====== Passage for review ======

Nobel laureates’ climate tragedy alert

COP21: Some of the world’s leading scientists are backing a declaration delivered to the French president, warning of the disastrous consequences of not limiting global emissions.

nobel climate declaration
Scientists, who have been awarded Nobel Prizes, have recognised in a declaration that the IPCC Fifth Assessment Report represents the "best source of information regarding the present state of knowledge on climate change". Image: Lindau Nobel Laureate Meetings / Christian Flemming

 More than 70 Nobel laureates have given an urgent warning of the tragedy they believe that unfettered climate change would spell for humanity.

It is not the first warning of its kind, even from a group as distinguished as this. But it is remarkable for its robust defence of the work and the methods of climate scientists.

======

--- Task instructions ---
A: Duplicate the part of the Nobel laureates climate article starting at "More than 70" and ending at "of climate scientists.".
B: Pick up the article about the Nobel laureates' climate warning after its last sentence and keep writing it.
The lines that come next have nothing to do with this article.

====== Extracted entries ======

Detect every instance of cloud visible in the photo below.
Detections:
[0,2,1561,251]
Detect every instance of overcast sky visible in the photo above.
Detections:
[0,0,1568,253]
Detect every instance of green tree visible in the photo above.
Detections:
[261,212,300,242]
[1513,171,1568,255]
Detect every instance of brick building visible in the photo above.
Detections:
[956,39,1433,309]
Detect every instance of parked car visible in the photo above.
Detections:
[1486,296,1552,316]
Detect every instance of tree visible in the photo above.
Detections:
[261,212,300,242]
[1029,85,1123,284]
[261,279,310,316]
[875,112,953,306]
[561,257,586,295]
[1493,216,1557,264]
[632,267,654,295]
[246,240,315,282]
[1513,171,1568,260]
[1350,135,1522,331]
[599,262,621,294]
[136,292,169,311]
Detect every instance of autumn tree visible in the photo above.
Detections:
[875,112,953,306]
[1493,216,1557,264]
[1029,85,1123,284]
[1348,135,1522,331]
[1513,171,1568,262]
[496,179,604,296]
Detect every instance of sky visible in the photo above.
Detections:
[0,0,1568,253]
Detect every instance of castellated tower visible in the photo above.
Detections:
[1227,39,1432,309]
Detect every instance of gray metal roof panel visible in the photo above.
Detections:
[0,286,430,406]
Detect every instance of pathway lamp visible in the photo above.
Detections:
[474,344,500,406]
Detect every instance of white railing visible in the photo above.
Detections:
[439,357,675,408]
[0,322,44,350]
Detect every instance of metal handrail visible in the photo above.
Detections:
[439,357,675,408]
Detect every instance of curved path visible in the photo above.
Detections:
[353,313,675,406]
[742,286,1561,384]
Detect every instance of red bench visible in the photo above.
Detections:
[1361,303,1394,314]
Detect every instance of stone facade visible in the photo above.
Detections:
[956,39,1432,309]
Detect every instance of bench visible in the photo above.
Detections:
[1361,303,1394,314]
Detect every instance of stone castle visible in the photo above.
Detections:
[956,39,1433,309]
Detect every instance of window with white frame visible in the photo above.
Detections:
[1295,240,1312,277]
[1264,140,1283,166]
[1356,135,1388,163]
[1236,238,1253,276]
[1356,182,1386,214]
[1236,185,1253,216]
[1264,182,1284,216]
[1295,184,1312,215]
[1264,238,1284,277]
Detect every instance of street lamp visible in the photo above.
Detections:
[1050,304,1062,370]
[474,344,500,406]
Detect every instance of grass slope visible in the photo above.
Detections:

======

--- Answers by task ---
A:
More than 70 Nobel laureates have given an urgent warning of the tragedy they believe that unfettered climate change would spell for humanity.

It is not the first warning of its kind, even from a group as distinguished as this. But it is remarkable for its robust defence of the work and the methods of climate scientists.

B:
The “Mainau Declaration” was handed to France’s president, François Hollande, at the Élysée Palace in Paris by two French Nobel laureate physicists, Serge Haroche and Claude Cohen-Tannoudji, accompanied by Hans Joachim Schellnhuber, director of the Potsdam Institute for Climate Impact Research, Germany.

“The nations of the world must take the opportunity at the United Nations Climate Change Conference in Paris to take decisive action to limit future global emissions,” the declaration states.

Ever-increasing demand

“If left unchecked, our ever-increasing demand for food, water, and energy will eventually overwhelm the Earth’s ability to satisfy humanity’s needs, and will lead to wholesale human tragedy.”

The signatories stress that they are not themselves expert climate researchers, but a diverse group of scientists with “a deep respect for and understanding of the integrity of the scientific process”. All have been awarded Nobel prizes in physiology, medicine, physics or chemistry, with one exception − the Indian children’s rights activist Kailash Satyarthi, who was awarded the Nobel peace prize in 2014.

“Some of the brightest minds of our planet, the Nobel laureates, are highlighting what they deem to be one of the greatest challenges of our times: climate change,” Professor Schellnhuber said.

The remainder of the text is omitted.